> _YOUR TASK_
Nothing in the data should be left out or altered when it is retyped.

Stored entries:
-.-.-
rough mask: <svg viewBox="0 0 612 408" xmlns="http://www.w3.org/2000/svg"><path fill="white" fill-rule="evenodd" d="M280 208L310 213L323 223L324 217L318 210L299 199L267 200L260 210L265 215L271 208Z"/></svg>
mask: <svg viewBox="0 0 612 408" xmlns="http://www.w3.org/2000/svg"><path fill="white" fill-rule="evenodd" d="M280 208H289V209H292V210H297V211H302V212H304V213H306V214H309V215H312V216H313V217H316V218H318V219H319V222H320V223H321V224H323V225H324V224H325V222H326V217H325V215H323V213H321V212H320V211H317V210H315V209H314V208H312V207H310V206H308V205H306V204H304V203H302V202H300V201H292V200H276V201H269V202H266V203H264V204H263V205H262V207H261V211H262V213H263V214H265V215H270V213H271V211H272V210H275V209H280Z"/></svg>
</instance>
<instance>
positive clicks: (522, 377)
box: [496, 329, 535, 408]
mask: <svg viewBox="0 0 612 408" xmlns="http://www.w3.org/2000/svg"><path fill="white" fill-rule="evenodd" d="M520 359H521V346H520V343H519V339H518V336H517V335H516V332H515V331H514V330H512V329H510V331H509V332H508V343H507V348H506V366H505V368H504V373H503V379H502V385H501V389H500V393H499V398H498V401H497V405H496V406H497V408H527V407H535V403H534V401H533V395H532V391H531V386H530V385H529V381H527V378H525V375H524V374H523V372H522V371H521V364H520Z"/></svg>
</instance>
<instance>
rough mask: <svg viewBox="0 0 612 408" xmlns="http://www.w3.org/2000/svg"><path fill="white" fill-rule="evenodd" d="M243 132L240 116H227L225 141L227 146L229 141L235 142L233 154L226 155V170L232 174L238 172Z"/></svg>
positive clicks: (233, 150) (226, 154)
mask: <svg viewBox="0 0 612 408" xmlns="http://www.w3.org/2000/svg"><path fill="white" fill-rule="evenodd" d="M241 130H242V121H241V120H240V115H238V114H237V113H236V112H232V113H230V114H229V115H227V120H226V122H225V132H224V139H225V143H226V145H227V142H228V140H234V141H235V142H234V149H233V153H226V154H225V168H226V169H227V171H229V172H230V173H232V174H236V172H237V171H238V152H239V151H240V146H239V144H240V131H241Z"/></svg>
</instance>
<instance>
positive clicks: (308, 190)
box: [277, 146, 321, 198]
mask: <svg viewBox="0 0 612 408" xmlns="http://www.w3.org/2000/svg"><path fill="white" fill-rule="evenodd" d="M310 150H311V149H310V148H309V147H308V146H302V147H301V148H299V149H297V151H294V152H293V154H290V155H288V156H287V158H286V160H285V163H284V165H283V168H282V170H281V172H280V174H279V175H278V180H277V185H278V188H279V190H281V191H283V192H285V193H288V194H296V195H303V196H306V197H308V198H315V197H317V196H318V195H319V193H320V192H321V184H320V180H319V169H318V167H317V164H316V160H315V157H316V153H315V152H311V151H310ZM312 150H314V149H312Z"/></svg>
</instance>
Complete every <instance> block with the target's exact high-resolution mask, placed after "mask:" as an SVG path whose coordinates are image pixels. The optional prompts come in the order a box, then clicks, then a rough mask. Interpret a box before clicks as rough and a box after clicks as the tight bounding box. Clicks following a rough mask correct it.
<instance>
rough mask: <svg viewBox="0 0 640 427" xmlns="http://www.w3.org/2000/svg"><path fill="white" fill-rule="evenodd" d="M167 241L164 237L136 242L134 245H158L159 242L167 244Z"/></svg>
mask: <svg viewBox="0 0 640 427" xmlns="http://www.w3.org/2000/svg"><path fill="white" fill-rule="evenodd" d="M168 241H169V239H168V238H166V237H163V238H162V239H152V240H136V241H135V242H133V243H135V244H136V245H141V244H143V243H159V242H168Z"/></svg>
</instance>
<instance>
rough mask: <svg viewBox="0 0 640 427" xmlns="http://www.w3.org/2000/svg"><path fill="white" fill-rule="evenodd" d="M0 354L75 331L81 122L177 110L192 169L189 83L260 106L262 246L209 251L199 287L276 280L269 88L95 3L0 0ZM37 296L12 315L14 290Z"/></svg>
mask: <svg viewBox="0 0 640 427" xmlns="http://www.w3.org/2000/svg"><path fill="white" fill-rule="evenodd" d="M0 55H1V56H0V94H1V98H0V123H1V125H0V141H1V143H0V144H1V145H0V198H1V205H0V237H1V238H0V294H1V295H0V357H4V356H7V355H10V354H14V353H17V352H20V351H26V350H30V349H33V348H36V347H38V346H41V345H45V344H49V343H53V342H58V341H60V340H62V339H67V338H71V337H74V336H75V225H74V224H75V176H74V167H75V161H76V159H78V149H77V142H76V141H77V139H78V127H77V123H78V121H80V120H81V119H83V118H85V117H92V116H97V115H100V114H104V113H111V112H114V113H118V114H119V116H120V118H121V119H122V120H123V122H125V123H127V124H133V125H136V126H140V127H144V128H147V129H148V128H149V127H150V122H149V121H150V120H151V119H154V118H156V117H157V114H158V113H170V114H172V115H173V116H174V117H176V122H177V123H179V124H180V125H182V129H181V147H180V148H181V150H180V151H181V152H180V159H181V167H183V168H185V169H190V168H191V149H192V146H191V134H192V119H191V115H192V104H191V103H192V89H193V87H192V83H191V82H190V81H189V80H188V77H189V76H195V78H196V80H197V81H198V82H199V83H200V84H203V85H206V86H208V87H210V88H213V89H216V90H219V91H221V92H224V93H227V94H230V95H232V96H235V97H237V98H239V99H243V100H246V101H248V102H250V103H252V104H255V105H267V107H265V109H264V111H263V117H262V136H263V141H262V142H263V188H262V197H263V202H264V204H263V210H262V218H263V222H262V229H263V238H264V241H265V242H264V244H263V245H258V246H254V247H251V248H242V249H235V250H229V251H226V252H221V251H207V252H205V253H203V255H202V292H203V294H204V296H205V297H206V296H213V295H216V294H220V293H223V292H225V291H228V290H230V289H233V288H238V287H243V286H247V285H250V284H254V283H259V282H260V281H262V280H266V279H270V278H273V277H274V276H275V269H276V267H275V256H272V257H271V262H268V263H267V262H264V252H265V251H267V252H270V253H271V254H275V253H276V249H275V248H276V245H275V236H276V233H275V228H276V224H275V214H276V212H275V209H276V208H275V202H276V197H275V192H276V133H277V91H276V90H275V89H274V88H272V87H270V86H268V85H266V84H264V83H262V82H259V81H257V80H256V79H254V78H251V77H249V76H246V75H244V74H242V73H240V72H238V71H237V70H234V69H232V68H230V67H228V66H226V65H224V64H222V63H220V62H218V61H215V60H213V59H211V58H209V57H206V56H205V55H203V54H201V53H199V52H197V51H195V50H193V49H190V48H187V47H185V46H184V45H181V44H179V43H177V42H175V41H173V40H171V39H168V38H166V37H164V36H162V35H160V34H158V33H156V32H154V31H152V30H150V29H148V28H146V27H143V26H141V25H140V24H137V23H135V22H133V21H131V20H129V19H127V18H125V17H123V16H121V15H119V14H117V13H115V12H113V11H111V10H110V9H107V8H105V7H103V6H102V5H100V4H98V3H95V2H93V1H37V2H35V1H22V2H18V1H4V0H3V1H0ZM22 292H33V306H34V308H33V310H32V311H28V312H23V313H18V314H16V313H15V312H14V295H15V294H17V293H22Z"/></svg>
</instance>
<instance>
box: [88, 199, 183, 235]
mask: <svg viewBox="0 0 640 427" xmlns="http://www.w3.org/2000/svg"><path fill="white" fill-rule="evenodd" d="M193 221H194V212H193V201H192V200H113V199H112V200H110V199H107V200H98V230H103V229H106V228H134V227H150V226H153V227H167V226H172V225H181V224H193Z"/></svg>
-.-.-
> _EXERCISE RESPONSE_
rough mask: <svg viewBox="0 0 612 408" xmlns="http://www.w3.org/2000/svg"><path fill="white" fill-rule="evenodd" d="M280 208L310 213L323 223L324 217L318 210L299 199L267 200L260 210L265 215L271 208Z"/></svg>
mask: <svg viewBox="0 0 612 408" xmlns="http://www.w3.org/2000/svg"><path fill="white" fill-rule="evenodd" d="M280 208H289V209H292V210H297V211H302V212H304V213H306V214H309V215H312V216H313V217H316V218H318V219H319V222H320V223H321V224H323V225H324V224H325V222H326V217H325V215H323V213H321V212H320V211H317V210H315V209H314V208H312V207H310V206H308V205H306V204H304V203H302V202H300V201H292V200H276V201H269V202H266V203H264V204H263V205H262V207H261V211H262V213H263V214H265V215H270V213H271V211H272V210H275V209H280Z"/></svg>
</instance>
<instance>
positive clicks: (522, 377)
box: [496, 329, 535, 408]
mask: <svg viewBox="0 0 612 408" xmlns="http://www.w3.org/2000/svg"><path fill="white" fill-rule="evenodd" d="M520 359H521V346H520V343H519V339H518V336H517V335H516V332H515V331H514V330H512V329H510V331H509V332H508V343H507V348H506V366H505V368H504V373H503V379H502V385H501V389H500V393H499V398H498V401H497V405H496V406H497V408H527V407H535V403H534V401H533V395H532V391H531V386H530V385H529V381H527V378H525V375H524V374H523V372H522V371H521V364H520Z"/></svg>
</instance>
<instance>
rough mask: <svg viewBox="0 0 612 408" xmlns="http://www.w3.org/2000/svg"><path fill="white" fill-rule="evenodd" d="M243 132L240 116H227L225 141L227 146L229 141L235 142L233 154L226 155V170L232 174L238 172Z"/></svg>
positive clicks: (233, 150) (226, 154)
mask: <svg viewBox="0 0 612 408" xmlns="http://www.w3.org/2000/svg"><path fill="white" fill-rule="evenodd" d="M241 130H242V121H241V120H240V115H238V114H237V113H236V112H232V113H230V114H229V115H227V120H226V122H225V132H224V139H225V143H226V145H227V142H228V140H234V141H235V142H234V149H233V153H226V154H225V168H226V169H227V171H229V172H230V173H232V174H236V172H237V171H238V152H239V151H240V146H239V144H240V131H241Z"/></svg>
</instance>
<instance>
positive clicks: (308, 190)
box: [277, 146, 321, 198]
mask: <svg viewBox="0 0 612 408" xmlns="http://www.w3.org/2000/svg"><path fill="white" fill-rule="evenodd" d="M310 150H311V149H310V148H309V147H308V146H302V147H301V148H299V149H297V151H294V152H293V154H290V155H288V156H287V158H286V160H285V163H284V165H283V168H282V170H281V172H280V174H279V175H278V180H277V185H278V188H279V190H281V191H283V192H285V193H288V194H296V195H303V196H306V197H308V198H315V197H317V196H318V195H319V193H320V192H321V184H320V180H319V169H318V167H317V164H316V160H315V157H316V153H315V152H311V151H310ZM312 150H314V149H312Z"/></svg>
</instance>
Complete every <instance> block with the target's exact high-resolution mask, placed after "mask:" as an SVG path whose coordinates are image pixels. The optional prompts come in the order a box, then clicks, then a rough mask. Interpret a box before clicks as rough and a box after clicks as the tight bounding box. Clicks following a rough mask correct it.
<instance>
rough mask: <svg viewBox="0 0 640 427" xmlns="http://www.w3.org/2000/svg"><path fill="white" fill-rule="evenodd" d="M167 241L164 237L136 242L134 245H158L159 242L167 244Z"/></svg>
mask: <svg viewBox="0 0 640 427" xmlns="http://www.w3.org/2000/svg"><path fill="white" fill-rule="evenodd" d="M168 241H169V239H168V238H166V237H163V238H162V239H152V240H136V241H135V242H133V243H135V244H136V245H141V244H143V243H159V242H168Z"/></svg>
</instance>
<instance>
rough mask: <svg viewBox="0 0 640 427" xmlns="http://www.w3.org/2000/svg"><path fill="white" fill-rule="evenodd" d="M0 354L75 331L81 122L177 110L192 169L189 83L260 106L262 246L209 251L199 287L276 280L269 88L95 3L0 0ZM37 296L12 315L14 290Z"/></svg>
mask: <svg viewBox="0 0 640 427" xmlns="http://www.w3.org/2000/svg"><path fill="white" fill-rule="evenodd" d="M0 55H1V56H0V94H1V98H0V123H1V125H0V141H1V143H0V144H1V145H0V198H1V205H0V237H1V238H0V294H1V295H0V357H4V356H7V355H10V354H14V353H17V352H20V351H26V350H30V349H33V348H36V347H38V346H41V345H45V344H49V343H53V342H58V341H60V340H62V339H67V338H71V337H74V336H75V225H74V224H75V176H74V167H75V161H76V159H78V149H77V142H76V141H77V139H78V127H77V123H78V121H80V120H81V119H83V118H85V117H92V116H97V115H100V114H104V113H111V112H114V113H118V114H119V116H120V118H121V119H122V120H123V122H125V123H127V124H133V125H136V126H140V127H144V128H147V129H148V128H149V127H150V122H149V121H150V120H151V119H154V118H156V117H157V114H158V113H170V114H172V115H173V116H174V117H176V122H177V123H179V124H180V125H182V129H181V147H180V148H181V150H180V151H181V152H180V159H181V167H183V168H185V169H190V168H191V149H192V146H191V134H192V119H191V115H192V104H191V103H192V89H193V87H192V83H191V82H190V81H189V80H188V77H189V76H195V78H196V80H197V81H198V82H199V83H200V84H203V85H206V86H208V87H210V88H213V89H216V90H219V91H221V92H224V93H227V94H230V95H232V96H235V97H237V98H239V99H243V100H246V101H248V102H250V103H252V104H255V105H267V107H265V109H264V111H263V117H262V136H263V141H262V142H263V188H262V197H263V202H264V204H263V210H262V218H263V222H262V229H263V238H264V241H265V242H264V244H263V245H258V246H254V247H251V248H242V249H235V250H229V251H226V252H221V251H207V252H205V253H203V255H202V292H203V294H204V296H205V297H206V296H213V295H216V294H220V293H223V292H225V291H228V290H230V289H233V288H238V287H243V286H247V285H250V284H254V283H259V282H260V281H262V280H266V279H270V278H273V277H274V276H275V269H276V267H275V256H272V257H271V262H268V263H267V262H264V252H265V251H267V252H270V253H271V254H275V253H276V249H275V248H276V245H275V236H276V233H275V228H276V224H275V214H276V212H275V209H276V208H275V202H276V197H275V192H276V133H277V91H276V90H275V89H274V88H272V87H270V86H268V85H266V84H264V83H262V82H259V81H257V80H256V79H254V78H251V77H249V76H246V75H244V74H242V73H240V72H238V71H237V70H234V69H232V68H230V67H228V66H226V65H224V64H222V63H220V62H218V61H215V60H213V59H211V58H209V57H206V56H205V55H203V54H201V53H199V52H197V51H195V50H193V49H190V48H187V47H185V46H184V45H181V44H179V43H177V42H175V41H173V40H171V39H168V38H166V37H164V36H162V35H160V34H158V33H156V32H154V31H152V30H150V29H148V28H146V27H143V26H141V25H140V24H137V23H135V22H133V21H131V20H129V19H127V18H125V17H123V16H121V15H119V14H117V13H115V12H113V11H111V10H110V9H107V8H105V7H103V6H102V5H100V4H98V3H95V2H93V1H37V2H35V1H22V2H18V1H4V0H3V1H0ZM22 292H33V306H34V308H33V310H32V311H28V312H23V313H18V314H16V313H15V312H14V295H15V294H17V293H22Z"/></svg>
</instance>
<instance>
box: [88, 199, 183, 235]
mask: <svg viewBox="0 0 640 427" xmlns="http://www.w3.org/2000/svg"><path fill="white" fill-rule="evenodd" d="M193 221H194V212H193V201H192V200H113V199H112V200H110V199H107V200H98V230H103V229H106V228H134V227H150V226H153V227H167V226H172V225H181V224H193Z"/></svg>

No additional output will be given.